* What to work on
Continue the forum comment on human and AI intelligence, picking up right after its final line.

* Source passage
* * * * * * * * *

Profile picture for user n00kxr6i
Inviato daAlessandro Maiucchi il Ven, 12/12/2025 - 22:36

Thank you for this very clear and insightful overview.
The distinction you make between the simulation capabilities of AI and the meaning-oriented nature of human intelligence is fundamental, especially now that generative models are increasingly used outside controlled environments.

From the work I am doing on hybrid human-AI knowledge systems, I see the same structural gap you describe:
AI excels at scale, pattern extraction and generalization, while humans remain indispensable for validation, conceptual framing, and grounding assumptions in real-world meaning.

One point that might complement your analysis is the need for verified human-generated micro-knowledge as a stabilising element.
As AI systems continue to train on vast quantities of uncurated data, they risk amplifying errors and drifting away from reality.
Introducing mechanisms for expert-reviewed inputs and traceable human contributions can significantly increase the resilience and reliability of hybrid intelligence.

This aligns well with the architecture you outline:

• AI handles data collection, modelling, simulation and pattern discovery.

* * * * * * * * *

* Dataset entries
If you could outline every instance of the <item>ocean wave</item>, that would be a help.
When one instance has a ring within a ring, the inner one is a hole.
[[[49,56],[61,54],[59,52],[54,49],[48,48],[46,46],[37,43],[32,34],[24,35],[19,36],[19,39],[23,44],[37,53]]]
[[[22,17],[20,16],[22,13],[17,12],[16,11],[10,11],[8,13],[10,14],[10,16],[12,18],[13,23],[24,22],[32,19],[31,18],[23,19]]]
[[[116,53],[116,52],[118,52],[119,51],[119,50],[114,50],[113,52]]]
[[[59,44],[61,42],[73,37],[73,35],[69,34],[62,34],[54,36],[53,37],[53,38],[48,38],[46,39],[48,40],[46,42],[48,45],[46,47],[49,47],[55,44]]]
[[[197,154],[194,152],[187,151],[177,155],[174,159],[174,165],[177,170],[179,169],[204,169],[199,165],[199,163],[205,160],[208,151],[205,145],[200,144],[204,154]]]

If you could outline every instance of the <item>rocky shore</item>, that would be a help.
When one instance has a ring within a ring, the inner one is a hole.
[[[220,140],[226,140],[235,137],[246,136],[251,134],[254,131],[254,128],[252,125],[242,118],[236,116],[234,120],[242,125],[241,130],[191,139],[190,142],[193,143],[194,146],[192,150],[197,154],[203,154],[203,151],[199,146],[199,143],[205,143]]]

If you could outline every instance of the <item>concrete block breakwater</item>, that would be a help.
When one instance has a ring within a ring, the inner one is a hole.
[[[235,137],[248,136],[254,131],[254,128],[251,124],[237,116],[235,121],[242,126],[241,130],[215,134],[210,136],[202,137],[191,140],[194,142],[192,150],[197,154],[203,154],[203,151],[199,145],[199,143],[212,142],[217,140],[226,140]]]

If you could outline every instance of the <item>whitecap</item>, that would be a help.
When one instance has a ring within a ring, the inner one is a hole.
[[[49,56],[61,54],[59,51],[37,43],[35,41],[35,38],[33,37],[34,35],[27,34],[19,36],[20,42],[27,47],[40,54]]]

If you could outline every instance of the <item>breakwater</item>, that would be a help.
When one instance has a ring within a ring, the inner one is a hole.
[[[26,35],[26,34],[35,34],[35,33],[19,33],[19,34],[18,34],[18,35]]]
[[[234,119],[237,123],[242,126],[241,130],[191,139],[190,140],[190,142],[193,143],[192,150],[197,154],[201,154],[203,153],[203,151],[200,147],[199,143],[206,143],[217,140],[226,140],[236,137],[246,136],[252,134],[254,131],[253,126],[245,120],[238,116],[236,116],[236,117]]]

* * * * * * * * *

* Response below
• Humans formalize hypotheses, validate results, supervise assumptions and ensure semantic correctness.

But for this interaction to work at scale, the underlying knowledge must be:

• attributable (so that contributions can be validated),
• reviewable (so that errors can be corrected),
• and trustworthy (so that AI systems do not degrade).

In this context, hybrid intelligence becomes not only a conceptual model, but a practical framework for sustainable innovation in areas such as health governance, autonomous systems, manufacturing twins, and critical infrastructure management.

If the community or the Commission is interested, I would be glad to contribute further on validation mechanisms and human-verified knowledge architectures, which I believe are becoming essential for any long-term hybrid intelligence strategy.